[MATERIALS PROVIDED]

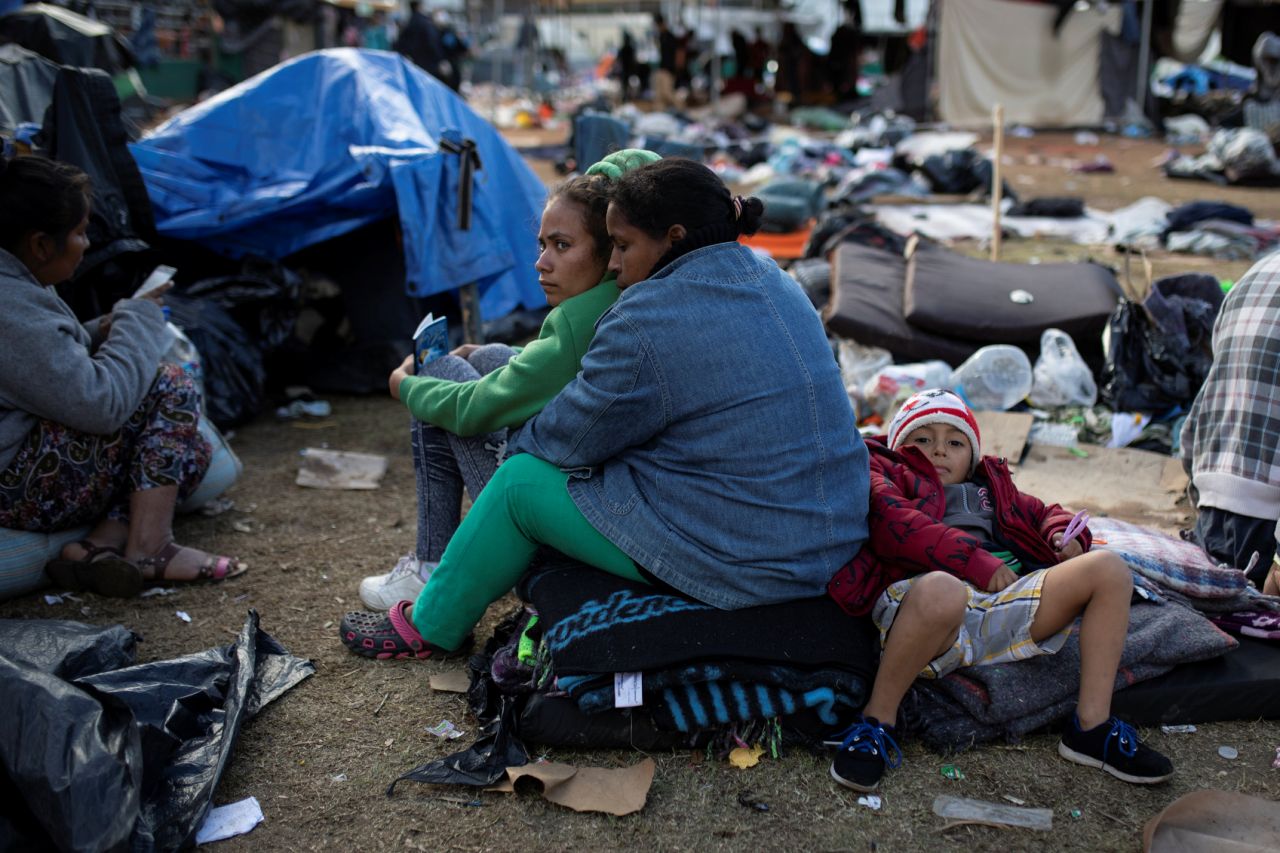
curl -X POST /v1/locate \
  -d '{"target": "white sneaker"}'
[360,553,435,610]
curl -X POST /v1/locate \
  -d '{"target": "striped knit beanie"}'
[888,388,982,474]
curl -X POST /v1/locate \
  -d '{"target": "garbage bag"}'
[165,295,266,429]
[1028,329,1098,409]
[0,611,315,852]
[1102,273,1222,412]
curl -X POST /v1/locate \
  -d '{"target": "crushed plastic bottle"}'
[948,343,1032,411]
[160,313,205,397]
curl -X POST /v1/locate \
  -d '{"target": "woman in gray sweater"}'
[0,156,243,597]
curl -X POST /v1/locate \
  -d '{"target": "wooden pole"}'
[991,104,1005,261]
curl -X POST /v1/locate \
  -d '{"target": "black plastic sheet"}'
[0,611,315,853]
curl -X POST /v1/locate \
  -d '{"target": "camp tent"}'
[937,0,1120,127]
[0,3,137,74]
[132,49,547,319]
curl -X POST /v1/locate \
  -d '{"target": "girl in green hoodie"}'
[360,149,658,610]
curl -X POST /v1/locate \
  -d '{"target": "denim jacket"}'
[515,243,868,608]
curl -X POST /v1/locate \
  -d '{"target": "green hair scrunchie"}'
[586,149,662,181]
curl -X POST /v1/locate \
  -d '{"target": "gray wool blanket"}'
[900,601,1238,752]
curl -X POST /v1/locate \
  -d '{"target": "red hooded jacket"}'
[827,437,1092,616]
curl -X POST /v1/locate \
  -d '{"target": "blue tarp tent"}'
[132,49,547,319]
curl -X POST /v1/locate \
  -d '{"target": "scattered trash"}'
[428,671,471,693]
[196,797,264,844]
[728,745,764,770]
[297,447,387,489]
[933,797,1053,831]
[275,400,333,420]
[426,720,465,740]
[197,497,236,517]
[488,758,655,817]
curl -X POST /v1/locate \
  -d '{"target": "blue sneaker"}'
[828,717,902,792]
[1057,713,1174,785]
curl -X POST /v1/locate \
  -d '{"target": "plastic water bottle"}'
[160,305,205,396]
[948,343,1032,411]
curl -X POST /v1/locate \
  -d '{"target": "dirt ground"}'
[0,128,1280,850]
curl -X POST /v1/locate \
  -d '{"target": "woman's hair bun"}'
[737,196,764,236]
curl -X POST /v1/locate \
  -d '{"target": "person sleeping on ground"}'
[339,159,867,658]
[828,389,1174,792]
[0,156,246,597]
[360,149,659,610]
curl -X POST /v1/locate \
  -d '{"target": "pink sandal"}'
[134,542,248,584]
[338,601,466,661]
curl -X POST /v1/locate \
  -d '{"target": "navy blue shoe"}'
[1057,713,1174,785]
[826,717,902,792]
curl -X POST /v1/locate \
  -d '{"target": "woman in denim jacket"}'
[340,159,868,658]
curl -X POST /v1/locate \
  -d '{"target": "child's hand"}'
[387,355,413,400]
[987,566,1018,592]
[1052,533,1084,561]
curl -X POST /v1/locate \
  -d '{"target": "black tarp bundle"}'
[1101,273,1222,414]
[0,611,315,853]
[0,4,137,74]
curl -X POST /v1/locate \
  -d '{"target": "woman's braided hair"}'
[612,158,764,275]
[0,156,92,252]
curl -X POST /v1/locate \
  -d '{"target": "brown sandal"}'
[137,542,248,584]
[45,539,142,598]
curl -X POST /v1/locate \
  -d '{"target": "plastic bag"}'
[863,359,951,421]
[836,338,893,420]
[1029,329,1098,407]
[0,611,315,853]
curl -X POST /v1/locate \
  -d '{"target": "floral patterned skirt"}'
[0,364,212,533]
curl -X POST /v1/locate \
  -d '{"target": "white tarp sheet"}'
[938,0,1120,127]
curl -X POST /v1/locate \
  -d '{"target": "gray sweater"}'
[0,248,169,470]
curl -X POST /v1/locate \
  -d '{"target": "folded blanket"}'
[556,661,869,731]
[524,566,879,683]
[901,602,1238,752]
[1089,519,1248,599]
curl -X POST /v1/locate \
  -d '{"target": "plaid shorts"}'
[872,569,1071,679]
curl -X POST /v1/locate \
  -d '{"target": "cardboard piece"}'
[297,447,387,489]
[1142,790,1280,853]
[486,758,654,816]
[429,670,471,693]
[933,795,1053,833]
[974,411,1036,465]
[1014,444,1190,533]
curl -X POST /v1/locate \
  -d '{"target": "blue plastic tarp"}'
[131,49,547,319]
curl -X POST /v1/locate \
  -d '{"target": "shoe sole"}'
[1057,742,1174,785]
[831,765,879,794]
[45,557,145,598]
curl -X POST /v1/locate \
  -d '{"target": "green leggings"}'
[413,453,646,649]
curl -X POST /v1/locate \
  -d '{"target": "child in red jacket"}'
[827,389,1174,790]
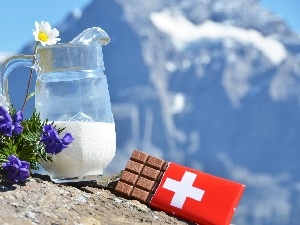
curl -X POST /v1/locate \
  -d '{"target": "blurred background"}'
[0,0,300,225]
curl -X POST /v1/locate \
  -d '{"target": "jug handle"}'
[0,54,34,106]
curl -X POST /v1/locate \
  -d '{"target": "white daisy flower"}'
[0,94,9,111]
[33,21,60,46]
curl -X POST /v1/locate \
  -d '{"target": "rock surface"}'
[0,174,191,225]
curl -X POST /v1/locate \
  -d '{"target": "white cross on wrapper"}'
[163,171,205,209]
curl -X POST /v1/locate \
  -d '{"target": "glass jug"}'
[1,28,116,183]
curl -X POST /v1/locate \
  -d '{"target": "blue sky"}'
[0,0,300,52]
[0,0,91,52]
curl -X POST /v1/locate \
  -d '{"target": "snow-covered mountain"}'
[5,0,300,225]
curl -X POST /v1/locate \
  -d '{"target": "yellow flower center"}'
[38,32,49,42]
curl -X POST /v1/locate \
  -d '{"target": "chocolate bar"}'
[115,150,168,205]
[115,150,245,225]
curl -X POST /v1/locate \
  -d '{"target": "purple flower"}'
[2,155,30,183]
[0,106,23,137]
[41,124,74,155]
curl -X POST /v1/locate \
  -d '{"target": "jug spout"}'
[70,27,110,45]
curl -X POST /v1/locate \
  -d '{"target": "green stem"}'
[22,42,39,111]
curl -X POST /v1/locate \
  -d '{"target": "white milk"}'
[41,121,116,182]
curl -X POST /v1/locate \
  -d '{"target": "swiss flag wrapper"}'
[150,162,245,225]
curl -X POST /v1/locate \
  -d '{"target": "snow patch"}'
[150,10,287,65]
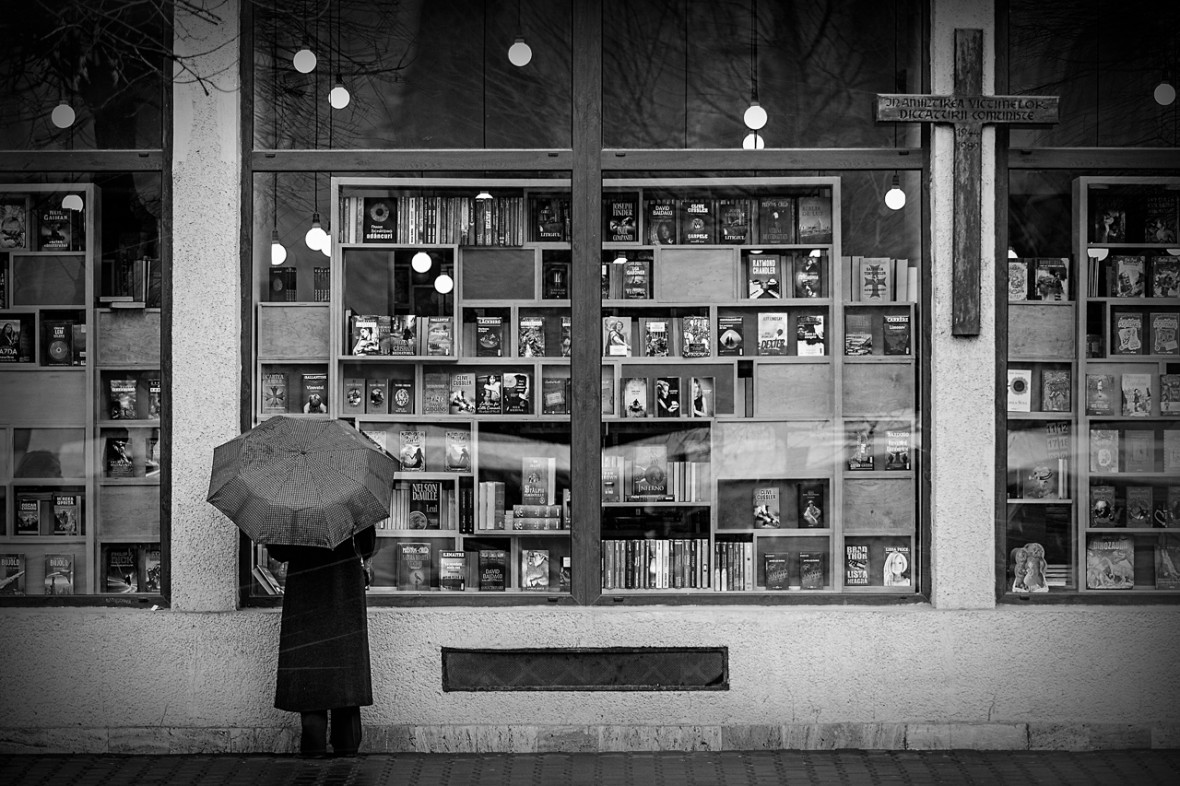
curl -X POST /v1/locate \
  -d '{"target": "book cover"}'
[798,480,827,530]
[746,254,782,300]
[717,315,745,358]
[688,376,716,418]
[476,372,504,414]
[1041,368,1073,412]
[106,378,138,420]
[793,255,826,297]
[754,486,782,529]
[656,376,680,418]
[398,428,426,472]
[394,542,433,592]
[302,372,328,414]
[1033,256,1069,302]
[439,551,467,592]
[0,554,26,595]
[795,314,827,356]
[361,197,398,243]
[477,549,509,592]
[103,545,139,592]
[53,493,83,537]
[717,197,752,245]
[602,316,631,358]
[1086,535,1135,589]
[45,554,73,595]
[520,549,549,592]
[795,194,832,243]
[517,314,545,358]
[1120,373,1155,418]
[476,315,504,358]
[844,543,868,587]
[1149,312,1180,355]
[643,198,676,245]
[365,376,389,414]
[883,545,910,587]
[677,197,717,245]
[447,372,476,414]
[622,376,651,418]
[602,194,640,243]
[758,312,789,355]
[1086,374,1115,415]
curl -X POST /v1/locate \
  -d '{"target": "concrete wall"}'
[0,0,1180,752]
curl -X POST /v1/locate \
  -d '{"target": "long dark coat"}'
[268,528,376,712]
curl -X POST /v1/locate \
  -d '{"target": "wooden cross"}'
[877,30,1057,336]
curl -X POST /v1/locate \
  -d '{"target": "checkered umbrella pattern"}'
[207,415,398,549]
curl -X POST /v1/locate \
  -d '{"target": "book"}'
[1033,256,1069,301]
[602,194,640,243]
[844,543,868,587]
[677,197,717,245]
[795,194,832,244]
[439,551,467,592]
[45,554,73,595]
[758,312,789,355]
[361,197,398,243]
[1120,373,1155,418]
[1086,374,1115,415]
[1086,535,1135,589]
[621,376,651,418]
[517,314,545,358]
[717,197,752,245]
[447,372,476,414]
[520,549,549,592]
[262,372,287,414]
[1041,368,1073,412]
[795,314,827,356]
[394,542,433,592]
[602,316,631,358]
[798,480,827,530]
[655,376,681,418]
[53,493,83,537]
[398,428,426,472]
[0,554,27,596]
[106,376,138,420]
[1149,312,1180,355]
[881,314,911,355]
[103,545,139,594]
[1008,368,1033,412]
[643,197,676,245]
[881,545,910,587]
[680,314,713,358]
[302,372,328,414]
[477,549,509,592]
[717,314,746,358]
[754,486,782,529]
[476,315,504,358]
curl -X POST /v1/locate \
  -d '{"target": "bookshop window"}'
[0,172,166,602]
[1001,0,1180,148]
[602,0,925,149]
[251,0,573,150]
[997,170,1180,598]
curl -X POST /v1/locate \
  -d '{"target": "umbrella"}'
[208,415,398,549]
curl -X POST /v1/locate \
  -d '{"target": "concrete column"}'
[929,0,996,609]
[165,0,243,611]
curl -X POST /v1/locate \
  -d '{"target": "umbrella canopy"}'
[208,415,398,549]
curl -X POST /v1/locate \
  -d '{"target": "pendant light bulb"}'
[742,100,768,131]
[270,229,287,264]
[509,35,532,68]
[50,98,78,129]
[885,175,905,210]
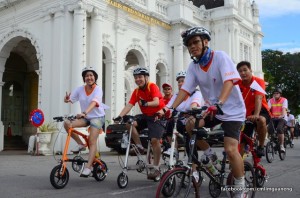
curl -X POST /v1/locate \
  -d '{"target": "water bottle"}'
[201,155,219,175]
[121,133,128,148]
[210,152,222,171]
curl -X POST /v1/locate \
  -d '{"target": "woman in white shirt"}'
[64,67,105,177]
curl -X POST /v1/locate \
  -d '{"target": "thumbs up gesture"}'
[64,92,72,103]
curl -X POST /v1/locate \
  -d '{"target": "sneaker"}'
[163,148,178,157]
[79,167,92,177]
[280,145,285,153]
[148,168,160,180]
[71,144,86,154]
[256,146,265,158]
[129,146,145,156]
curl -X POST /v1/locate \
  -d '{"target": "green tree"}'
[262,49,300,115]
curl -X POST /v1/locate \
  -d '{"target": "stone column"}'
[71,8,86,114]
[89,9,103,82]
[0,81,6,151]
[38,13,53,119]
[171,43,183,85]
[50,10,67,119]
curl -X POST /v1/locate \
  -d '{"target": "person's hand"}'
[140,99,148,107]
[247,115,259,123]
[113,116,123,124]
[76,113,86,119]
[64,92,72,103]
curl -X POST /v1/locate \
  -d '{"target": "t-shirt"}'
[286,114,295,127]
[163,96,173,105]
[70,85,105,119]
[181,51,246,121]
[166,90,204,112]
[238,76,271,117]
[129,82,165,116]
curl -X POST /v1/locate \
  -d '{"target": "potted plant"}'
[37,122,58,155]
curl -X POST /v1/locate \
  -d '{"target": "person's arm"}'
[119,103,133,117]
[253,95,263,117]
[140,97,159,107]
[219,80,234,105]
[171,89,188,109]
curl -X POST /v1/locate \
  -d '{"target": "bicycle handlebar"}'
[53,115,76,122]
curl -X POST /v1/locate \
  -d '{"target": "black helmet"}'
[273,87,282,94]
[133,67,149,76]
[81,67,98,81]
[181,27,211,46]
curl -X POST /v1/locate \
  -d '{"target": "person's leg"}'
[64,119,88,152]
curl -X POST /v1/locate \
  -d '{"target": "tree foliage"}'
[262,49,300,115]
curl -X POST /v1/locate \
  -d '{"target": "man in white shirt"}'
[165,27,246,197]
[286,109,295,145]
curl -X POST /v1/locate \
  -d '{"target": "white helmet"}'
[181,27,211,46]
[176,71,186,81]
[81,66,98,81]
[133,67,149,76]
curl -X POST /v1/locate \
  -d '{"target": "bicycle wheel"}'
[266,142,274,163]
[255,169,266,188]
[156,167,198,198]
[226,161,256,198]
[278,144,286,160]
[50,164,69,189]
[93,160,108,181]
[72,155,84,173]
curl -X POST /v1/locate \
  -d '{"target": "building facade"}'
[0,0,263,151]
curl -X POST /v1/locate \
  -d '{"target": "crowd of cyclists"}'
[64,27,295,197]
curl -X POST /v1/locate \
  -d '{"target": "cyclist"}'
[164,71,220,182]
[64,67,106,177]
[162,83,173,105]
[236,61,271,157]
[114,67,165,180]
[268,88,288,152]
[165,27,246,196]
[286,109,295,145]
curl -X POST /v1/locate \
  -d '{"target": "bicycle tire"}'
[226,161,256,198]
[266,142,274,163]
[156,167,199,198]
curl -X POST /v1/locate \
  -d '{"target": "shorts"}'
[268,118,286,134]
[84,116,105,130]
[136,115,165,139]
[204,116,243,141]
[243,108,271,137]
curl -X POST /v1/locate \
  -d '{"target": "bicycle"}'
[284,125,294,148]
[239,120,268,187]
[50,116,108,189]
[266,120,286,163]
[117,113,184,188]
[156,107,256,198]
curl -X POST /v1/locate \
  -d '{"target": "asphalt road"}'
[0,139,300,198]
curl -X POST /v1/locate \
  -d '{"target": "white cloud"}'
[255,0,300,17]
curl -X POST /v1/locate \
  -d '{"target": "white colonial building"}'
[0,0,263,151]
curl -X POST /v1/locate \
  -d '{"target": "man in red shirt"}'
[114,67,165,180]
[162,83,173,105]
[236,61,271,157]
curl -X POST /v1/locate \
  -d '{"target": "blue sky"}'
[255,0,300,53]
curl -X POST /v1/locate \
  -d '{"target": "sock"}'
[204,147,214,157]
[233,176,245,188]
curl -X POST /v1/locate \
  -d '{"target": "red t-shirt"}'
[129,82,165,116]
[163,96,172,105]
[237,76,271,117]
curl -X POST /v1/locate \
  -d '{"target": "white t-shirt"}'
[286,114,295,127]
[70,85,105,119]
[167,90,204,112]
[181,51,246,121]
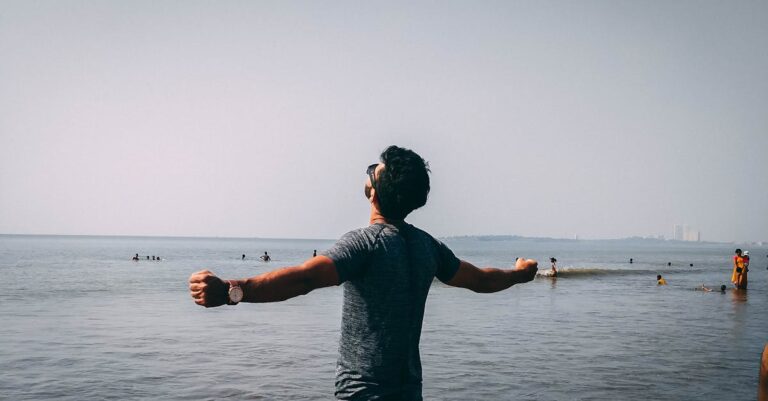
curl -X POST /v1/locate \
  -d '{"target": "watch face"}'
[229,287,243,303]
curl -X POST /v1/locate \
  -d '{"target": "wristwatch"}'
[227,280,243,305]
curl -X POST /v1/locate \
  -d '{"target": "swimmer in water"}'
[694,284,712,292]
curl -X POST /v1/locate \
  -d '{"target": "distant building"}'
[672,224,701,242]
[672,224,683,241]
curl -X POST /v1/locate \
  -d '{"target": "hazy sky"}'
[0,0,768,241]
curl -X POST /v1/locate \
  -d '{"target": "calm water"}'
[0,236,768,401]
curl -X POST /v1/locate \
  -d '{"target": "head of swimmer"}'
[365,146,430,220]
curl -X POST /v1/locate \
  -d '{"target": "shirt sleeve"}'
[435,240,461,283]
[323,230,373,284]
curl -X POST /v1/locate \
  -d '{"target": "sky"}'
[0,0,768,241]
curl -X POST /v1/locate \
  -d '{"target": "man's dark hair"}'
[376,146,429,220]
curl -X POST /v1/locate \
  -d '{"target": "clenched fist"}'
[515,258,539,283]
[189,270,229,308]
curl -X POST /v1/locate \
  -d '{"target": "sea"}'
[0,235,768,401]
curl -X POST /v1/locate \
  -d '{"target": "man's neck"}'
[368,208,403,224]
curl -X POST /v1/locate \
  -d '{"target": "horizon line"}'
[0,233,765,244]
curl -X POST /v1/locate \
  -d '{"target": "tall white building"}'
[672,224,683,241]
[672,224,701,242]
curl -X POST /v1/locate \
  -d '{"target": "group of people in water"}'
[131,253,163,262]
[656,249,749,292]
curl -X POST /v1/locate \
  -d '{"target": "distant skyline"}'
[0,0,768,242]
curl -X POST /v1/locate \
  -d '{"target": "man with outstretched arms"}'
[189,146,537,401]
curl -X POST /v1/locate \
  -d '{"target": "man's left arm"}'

[PROBLEM TO WORK ON] Copy the items from the very beginning through the line that holds "[1102,273,1222,412]", both ends included. Leave the pictures out of your copy.

[OUTPUT]
curl -X POST /v1/locate \
  -d '{"target": "white sneaker"}'
[360,553,435,610]
curl -X POST /v1/locate \
  -d '{"target": "striped knit beanie"}'
[888,388,982,474]
curl -X POST /v1/locate \
  -d '{"target": "garbage bag"}'
[165,295,266,429]
[1028,329,1098,409]
[0,611,315,852]
[1102,273,1222,412]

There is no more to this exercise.